More than half of full-time students are working long hours in jobs to support themselves at university, spending nearly two days a week in paid employment during term time, owing to the cost of living crisis.
A survey of 10,000 full-time UK undergraduates by the Higher Education Policy Institute (Hepi) found a record 56% had paid employment while they were studying, working an average of 14.5 hours each week.
Experts said that the lack of maintenance support was creating a two-tier higher education system, with a widening divide between students who need to work long hours to survive while their better-off peers are free to concentrate on their studies and improve their grades.
When combined with time spent attending lectures, classes and other study, students with part-time jobs are averaging 48-hour working weeks during term time, while some have 56-hour weeks – far above the average 36.6 hours by adults in full-time jobs, according to the Office for National Statistics.
Rose Stephenson, Hepi’s director of policy, said the traditional model of higher education, with undergraduates studying full-time away from home, was becoming unattainable unless student maintenance support was improved.
Stephenson said: “As students battle the cost of living, the trend around part-time work becomes more concerning. Most students work and the number of hours they work is increasing, and if this trend continues full-time study may become unfeasible for many.
“The UK prides itself on its traditional, full-time residential study model for many students, with high completion rates. There’s a chance that without intervention, the higher education model may accidentally evolve … into a two-tier system based on who can afford to attend university.”
The cost of living crisis abruptly flipped the proportion of students mixing paid employment and full-time study. Before 2021, roughly two-thirds of students had no paid employment in term time. But this year, 56% of students said they had paid employment and were working longer hours than students in previous years.
Three-quarters of those in work said they did so to meet their living costs, while 23% also said they worked to give financial support for friends or family.
“For a lot of students, paid employment isn’t a choice, it’s something they have to do,” Stephenson said.
Students on intensive courses, such as veterinary studies and dentistry, were averaging 56 hours a week on studies and paid employment, while 80% of students who had been in care were working in part-time jobs.
Nick Hillman, the director of Hepi, said many working students were now in the “danger zone” identified by earlier research, with higher drop-out rates and reduced chances of gaining first class degrees.
“I think this is already a problem,” Hillman said, adding that a “bifurcated” system was developing between undergraduates who can afford to enjoy the traditional university experience, including extracurricular activities and sports, and those for whom paid work “has to come first”.
Students working part-time were also more likely to use artificial intelligence (AI) programs, and more likely to view their lectures online. Of those who didn’t have paid work, a third said it was because they couldn’t find a suitable job. Only 23% said it was because they did not need to work.
The National Union of Students (NUS) said in a new report that the proportion of students using food banks had doubled as the cost of living crisis worsened. In the 2023-24 academic year, 14% of students told the NUS they had used a food bank, compared with 7% in 2021-22.
Chloe Field, the NUS’s vice-president for higher education, said: “Not only are students cutting back on food, they are working almost full-time on top of already full-time studies, leaving them exhausted and unable to commit proper time and energy to our studies.
“The effects of the chronic underfunding of students are complex, but the solutions are simple: reintroduce maintenance grants that meet the true cost of living, increase maintenance loans, and make students eligible for universal credit.”
Hillman said undergraduates were now spending more time on their studies each week than when the survey first asked in 2016, exploding the myth that students were “snowflakes”.
Despite their additional workload, 39% of students said their course was good value for money, as satisfaction levels rebounded from the lows seen during the Covid pandemic.
Only 26% of students said their course was poor value for money, the lowest proportion for a decade. Helpi said the improvement was driven by higher satisfaction among international students.
Hillman, a former special adviser to Conservative higher education ministers, said the Conservative party’s manifesto promise to close “low-value” university courses in England and divert students into apprenticeships was “nuts, for so many reasons”.

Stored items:

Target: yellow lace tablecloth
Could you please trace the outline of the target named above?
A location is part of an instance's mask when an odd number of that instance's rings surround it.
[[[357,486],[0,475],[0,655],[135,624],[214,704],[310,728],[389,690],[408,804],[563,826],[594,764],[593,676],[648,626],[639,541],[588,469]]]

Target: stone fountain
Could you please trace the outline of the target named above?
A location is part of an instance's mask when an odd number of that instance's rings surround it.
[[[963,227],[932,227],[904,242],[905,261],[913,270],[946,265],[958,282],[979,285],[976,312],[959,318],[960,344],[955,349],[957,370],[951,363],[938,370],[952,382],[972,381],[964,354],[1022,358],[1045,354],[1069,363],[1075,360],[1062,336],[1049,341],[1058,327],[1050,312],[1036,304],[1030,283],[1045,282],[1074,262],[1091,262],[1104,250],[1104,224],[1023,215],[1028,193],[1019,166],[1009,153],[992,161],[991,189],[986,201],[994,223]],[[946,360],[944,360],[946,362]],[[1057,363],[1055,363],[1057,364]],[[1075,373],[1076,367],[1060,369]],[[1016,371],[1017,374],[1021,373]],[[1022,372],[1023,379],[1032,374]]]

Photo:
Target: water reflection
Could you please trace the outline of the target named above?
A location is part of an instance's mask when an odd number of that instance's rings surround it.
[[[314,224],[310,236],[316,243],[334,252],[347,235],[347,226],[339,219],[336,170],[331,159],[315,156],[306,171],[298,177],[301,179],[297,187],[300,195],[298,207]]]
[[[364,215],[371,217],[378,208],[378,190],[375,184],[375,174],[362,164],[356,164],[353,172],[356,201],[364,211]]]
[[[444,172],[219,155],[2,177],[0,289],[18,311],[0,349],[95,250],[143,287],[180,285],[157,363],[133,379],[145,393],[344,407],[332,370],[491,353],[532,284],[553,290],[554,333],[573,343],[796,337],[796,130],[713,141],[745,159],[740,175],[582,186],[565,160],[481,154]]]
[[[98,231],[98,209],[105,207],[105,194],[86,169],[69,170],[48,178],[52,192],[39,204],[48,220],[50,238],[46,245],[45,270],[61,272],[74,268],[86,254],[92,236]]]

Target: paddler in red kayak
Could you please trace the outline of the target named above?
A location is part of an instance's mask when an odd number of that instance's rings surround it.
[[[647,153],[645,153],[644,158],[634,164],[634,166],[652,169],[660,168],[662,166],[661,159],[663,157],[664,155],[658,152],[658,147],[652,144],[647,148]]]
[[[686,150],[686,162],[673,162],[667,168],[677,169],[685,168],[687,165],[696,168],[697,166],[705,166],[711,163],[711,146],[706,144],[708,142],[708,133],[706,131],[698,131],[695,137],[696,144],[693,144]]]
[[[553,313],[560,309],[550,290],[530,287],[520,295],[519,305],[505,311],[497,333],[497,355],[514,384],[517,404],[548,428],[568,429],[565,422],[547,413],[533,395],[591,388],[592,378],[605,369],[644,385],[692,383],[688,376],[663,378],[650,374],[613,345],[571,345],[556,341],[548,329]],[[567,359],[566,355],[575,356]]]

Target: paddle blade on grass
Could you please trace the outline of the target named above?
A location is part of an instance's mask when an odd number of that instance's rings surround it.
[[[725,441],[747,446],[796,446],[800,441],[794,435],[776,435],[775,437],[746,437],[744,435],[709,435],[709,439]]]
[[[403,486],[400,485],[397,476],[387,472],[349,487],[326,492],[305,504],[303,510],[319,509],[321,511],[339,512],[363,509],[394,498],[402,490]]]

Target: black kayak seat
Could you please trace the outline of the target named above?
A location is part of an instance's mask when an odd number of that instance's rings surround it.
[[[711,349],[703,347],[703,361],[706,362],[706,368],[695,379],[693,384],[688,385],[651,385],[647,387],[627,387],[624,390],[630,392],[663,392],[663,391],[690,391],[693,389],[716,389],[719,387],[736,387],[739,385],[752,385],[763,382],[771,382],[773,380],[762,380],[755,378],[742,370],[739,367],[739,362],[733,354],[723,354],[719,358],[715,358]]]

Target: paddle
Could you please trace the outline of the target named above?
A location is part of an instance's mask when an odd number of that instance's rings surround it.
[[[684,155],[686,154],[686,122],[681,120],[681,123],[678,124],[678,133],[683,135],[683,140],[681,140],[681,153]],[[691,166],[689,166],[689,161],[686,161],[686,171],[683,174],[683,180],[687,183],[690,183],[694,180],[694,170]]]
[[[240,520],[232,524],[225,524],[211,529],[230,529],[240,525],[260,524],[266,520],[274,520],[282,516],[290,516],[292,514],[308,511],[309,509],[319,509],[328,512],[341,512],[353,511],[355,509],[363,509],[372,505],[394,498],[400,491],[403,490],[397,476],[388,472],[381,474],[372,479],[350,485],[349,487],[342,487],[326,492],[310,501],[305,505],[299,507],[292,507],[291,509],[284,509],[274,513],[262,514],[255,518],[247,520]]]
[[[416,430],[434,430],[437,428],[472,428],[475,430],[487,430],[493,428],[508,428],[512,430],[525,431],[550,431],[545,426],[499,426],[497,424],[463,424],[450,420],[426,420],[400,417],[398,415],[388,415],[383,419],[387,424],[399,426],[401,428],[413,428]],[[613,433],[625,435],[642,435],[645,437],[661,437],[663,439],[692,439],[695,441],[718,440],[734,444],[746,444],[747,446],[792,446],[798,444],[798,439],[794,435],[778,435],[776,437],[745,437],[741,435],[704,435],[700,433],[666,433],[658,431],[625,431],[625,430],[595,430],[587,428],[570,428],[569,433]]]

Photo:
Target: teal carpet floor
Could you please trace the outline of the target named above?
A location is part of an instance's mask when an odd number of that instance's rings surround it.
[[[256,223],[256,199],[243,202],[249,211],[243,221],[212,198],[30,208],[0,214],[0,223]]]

#### Task to carry out:
Reproduce the passage from the article on students in paid work between "Rose Stephenson, Hepi’s" and "unfeasible for many.", inclusive.

#### Written solution:
Rose Stephenson, Hepi’s director of policy, said the traditional model of higher education, with undergraduates studying full-time away from home, was becoming unattainable unless student maintenance support was improved.
Stephenson said: “As students battle the cost of living, the trend around part-time work becomes more concerning. Most students work and the number of hours they work is increasing, and if this trend continues full-time study may become unfeasible for many.